Provided passage:
-- start --

This repository is the official implementation of the NeurIPS 2024 paper "Point-PRC: A Prompt Learning Based Regulation Framework for Generalizable Point Cloud Analysis".

Motivation

Motivation of our research: to promote the performances on downstream 3D tasks while maintaining good generalization of large 3D models. The experiments are conducted on ShapeNetCoreV2. ULIP2 can reach 71.22% zero-shot recognition accuracy on this dataset. Recent works built on ULIP-2 introduce lightweight prompt tuning (PT) to further boost target tasks (75.80% accuracy). However, we observe the improvements come at the expenses of a severe drop in 3D domain generalization (e.g., 57.07% accuracy on new classes, much behind 71.22%), and develop a systematic regulation constraint (RC) framework to address this challenge.

-- end --

Entries:
-- start --

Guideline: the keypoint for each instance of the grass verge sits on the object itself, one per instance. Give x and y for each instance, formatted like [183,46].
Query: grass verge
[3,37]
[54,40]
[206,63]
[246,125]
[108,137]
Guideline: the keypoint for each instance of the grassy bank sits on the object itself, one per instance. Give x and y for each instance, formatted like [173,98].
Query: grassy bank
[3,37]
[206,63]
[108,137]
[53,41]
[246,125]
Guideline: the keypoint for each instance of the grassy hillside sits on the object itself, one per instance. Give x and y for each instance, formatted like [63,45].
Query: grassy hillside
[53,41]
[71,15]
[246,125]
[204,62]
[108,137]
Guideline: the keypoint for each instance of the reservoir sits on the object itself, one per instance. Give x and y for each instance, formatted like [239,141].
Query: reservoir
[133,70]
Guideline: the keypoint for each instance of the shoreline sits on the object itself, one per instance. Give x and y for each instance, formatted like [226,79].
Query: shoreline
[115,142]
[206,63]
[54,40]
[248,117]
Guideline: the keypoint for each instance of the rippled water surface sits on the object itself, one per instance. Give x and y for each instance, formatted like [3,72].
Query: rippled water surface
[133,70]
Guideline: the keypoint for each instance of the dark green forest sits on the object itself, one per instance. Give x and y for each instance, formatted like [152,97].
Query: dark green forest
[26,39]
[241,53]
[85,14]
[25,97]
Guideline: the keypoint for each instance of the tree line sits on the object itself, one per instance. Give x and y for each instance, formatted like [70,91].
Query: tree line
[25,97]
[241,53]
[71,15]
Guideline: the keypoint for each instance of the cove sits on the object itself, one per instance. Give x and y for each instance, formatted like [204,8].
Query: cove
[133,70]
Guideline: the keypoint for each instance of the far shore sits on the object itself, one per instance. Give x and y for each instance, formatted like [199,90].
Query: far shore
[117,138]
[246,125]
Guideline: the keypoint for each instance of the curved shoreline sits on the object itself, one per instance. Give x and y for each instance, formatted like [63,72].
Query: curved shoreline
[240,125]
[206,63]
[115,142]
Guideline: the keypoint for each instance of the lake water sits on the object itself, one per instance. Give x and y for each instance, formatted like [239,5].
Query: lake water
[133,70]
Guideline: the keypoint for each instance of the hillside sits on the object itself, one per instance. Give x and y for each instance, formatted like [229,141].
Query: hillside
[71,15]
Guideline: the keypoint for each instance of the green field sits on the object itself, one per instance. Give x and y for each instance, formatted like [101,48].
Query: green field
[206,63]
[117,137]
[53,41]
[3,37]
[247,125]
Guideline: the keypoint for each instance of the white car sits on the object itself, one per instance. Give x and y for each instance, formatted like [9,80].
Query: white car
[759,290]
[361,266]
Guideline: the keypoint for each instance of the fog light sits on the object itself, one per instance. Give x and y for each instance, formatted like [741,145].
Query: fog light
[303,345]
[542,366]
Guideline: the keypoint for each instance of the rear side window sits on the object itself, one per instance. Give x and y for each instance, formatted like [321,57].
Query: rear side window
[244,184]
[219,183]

-- end --

Requirement: Could you extract the part of the Point-PRC repository description starting at "This repository is" and ending at "address this challenge.", word for word?

The output:
This repository is the official implementation of the NeurIPS 2024 paper "Point-PRC: A Prompt Learning Based Regulation Framework for Generalizable Point Cloud Analysis".

Motivation

Motivation of our research: to promote the performances on downstream 3D tasks while maintaining good generalization of large 3D models. The experiments are conducted on ShapeNetCoreV2. ULIP2 can reach 71.22% zero-shot recognition accuracy on this dataset. Recent works built on ULIP-2 introduce lightweight prompt tuning (PT) to further boost target tasks (75.80% accuracy). However, we observe the improvements come at the expenses of a severe drop in 3D domain generalization (e.g., 57.07% accuracy on new classes, much behind 71.22%), and develop a systematic regulation constraint (RC) framework to address this challenge.